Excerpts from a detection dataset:
--------------------

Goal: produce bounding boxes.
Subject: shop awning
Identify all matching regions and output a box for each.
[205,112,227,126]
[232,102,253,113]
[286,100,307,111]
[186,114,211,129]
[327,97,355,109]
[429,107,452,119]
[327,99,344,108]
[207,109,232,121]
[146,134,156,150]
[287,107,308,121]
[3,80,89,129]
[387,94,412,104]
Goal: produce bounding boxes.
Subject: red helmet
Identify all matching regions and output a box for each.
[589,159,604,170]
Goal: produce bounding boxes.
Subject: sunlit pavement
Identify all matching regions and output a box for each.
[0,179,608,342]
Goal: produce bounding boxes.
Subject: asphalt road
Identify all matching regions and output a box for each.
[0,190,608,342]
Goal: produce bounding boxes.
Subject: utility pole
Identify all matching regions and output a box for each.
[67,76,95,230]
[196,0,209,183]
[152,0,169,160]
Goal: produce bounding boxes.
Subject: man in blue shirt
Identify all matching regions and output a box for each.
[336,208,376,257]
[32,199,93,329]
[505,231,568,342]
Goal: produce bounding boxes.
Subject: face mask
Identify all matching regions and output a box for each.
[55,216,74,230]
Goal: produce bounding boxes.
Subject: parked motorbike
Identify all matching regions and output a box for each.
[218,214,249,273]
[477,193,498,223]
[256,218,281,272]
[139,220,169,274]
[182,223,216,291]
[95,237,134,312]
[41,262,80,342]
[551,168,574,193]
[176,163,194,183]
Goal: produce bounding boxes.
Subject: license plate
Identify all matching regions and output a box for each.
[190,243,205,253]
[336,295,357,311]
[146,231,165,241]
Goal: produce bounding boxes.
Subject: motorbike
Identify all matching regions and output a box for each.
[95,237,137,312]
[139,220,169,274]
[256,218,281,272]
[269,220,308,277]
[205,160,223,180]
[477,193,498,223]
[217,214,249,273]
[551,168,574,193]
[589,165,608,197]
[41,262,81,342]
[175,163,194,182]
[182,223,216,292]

--------------------

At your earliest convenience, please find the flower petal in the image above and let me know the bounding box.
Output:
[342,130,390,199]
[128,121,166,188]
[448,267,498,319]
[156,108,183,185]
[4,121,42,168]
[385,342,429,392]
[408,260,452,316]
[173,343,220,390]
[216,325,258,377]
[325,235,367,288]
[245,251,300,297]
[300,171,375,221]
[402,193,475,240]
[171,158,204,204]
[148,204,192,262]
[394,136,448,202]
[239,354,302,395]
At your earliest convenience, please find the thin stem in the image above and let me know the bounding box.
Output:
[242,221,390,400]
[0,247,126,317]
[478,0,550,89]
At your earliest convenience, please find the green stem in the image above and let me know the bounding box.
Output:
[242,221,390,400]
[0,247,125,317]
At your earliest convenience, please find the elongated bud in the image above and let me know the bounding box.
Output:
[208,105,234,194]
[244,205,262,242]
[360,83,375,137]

--------------------

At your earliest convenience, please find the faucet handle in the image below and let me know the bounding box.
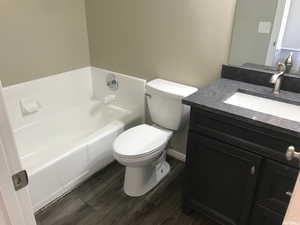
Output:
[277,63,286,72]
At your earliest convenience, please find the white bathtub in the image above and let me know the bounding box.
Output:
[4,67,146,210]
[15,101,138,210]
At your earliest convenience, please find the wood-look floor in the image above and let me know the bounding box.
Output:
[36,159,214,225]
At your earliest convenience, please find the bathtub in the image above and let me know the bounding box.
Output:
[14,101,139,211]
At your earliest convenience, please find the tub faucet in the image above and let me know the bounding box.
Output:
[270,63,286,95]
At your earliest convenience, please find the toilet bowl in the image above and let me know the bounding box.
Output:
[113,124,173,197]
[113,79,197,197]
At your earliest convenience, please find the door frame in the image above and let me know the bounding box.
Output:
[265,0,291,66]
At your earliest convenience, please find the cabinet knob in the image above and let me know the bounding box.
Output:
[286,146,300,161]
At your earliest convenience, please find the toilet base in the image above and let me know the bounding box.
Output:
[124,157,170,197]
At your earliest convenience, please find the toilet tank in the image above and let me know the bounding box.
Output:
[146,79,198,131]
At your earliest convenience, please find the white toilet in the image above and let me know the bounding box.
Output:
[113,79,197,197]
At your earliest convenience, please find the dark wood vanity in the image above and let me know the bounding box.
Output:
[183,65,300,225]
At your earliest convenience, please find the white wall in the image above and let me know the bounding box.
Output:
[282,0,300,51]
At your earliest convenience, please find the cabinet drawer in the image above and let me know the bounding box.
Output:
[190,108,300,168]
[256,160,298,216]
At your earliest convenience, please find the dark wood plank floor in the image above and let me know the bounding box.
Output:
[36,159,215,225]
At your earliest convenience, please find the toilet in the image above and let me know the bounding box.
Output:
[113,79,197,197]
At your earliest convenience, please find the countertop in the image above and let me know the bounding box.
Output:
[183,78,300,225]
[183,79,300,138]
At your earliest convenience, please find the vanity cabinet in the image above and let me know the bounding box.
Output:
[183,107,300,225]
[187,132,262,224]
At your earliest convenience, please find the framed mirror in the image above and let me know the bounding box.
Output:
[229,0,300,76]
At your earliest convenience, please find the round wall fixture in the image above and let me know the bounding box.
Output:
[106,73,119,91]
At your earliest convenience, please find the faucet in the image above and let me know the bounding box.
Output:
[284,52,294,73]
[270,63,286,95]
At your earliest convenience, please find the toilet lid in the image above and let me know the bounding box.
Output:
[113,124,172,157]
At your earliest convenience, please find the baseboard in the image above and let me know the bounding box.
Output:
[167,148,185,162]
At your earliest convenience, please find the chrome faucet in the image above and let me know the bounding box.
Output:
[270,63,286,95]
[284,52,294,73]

--------------------

Required task:
Show every line of the data above that contains the string "wood", treating uppercase and lowercase as different.

Solved exercise:
At your earliest convenience, please find the wood-look floor in the image above and let me know the bounding box.
At your earliest convenience, please find the dark wood vanity in the image above and let me know the bounding box.
At your earliest convenience, please find the dark wood plank floor in the image above and let me know the bounding box.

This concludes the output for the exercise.